EXERCISE AIM: Print the biomass fuel post below, word for word, in full.

EXERCISE TEXT:
Mar
13
Getting a Handle on Biomass for Fuel
March 13, 2008 | Leave a Comment
Renewables are all the rage and biomass sources are leaders in using solar energy to catch atmospheric CO2 into hard forms such as plant materials to use for feedstocks for fuel production. Bit how viable is biomass? There is already a backlash to the U.S. corn to ethanol effort with food production diverted to fuel, excessive land use, poor stewardship of the land, tax incentives and advantages that give corn based ethanol an unfair advantage and other arguments.
So viability has to be considered in the wide sense that a given area can be used in a variety of ways. From pristine wilderness to high tech manufacturing or luxury office space land has a value and each person sees different potentials in every parcel. Yet humanity and other creatures on the planet are exploiting land and what is growing on it. This makes it incumbent on people to be the arbiters of what grows where. We choose even when we don’t.
Some 2/3s of the earth’s people do not have electricity at home. They use biomass for heating, lighting and cooking now. It is wildly inefficient, worse than a high tech societies choice of internal combustion engines for personal transport. The tradition of the burning hearth isn’t well done either leaving most of those 2/3s of humanity gasping for survival. Their energy choice is burning, usually at optimistic efficiencies of 5% to maybe 15%. Fuels are gathered from plant growth, animal waste and refuse from nearby higher developed areas. The health hazards are considerable. Exposures range from particulates on to carbon monoxide, nitrous oxides, formaldehyde and other noxious organic compounds.
High birth rates equal survival in those people’s minds, too. The rapid growth of population and the advance of medical services and education drive the surviving child rates to even higher populations. The result is that gathering of fuel materials can lead to deforestation, denuding of areas, encroachment of wildlife habitat, desertification and other difficult problems of land use. All for perhaps a 7.5% efficiency. In my humble opinion, that makes burning fossil fuels with multiples of efficiency improvements look great.

DATASET RECORDS:
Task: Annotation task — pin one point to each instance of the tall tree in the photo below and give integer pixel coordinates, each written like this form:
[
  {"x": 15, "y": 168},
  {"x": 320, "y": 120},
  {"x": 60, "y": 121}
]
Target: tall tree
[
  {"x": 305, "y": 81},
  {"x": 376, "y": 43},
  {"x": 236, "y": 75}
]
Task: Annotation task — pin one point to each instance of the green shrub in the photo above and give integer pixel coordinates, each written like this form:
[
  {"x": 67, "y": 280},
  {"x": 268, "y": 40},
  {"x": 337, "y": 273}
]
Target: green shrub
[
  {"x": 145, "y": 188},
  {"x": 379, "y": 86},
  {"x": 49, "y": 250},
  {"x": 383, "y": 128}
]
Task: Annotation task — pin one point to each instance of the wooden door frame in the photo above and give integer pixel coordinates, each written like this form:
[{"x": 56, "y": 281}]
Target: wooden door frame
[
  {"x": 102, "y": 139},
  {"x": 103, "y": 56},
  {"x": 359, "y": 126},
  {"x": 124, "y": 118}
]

PROBLEM SOLUTION:
Mar
13
Getting a Handle on Biomass for Fuel
March 13, 2008 | Leave a Comment
Renewables are all the rage and biomass sources are leaders in using solar energy to catch atmospheric CO2 into hard forms such as plant materials to use for feedstocks for fuel production. Bit how viable is biomass? There is already a backlash to the U.S. corn to ethanol effort with food production diverted to fuel, excessive land use, poor stewardship of the land, tax incentives and advantages that give corn based ethanol an unfair advantage and other arguments.
So viability has to be considered in the wide sense that a given area can be used in a variety of ways. From pristine wilderness to high tech manufacturing or luxury office space land has a value and each person sees different potentials in every parcel. Yet humanity and other creatures on the planet are exploiting land and what is growing on it. This makes it incumbent on people to be the arbiters of what grows where. We choose even when we don’t.
Some 2/3s of the earth’s people do not have electricity at home. They use biomass for heating, lighting and cooking now. It is wildly inefficient, worse than a high tech societies choice of internal combustion engines for personal transport. The tradition of the burning hearth isn’t well done either leaving most of those 2/3s of humanity gasping for survival. Their energy choice is burning, usually at optimistic efficiencies of 5% to maybe 15%. Fuels are gathered from plant growth, animal waste and refuse from nearby higher developed areas. The health hazards are considerable. Exposures range from particulates on to carbon monoxide, nitrous oxides, formaldehyde and other noxious organic compounds.
High birth rates equal survival in those people’s minds, too. The rapid growth of population and the advance of medical services and education drive the surviving child rates to even higher populations. The result is that gathering of fuel materials can lead to deforestation, denuding of areas, encroachment of wildlife habitat, desertification and other difficult problems of land use. All for perhaps a 7.5% efficiency. In my humble opinion, that makes burning fossil fuels with multiples of efficiency improvements look great.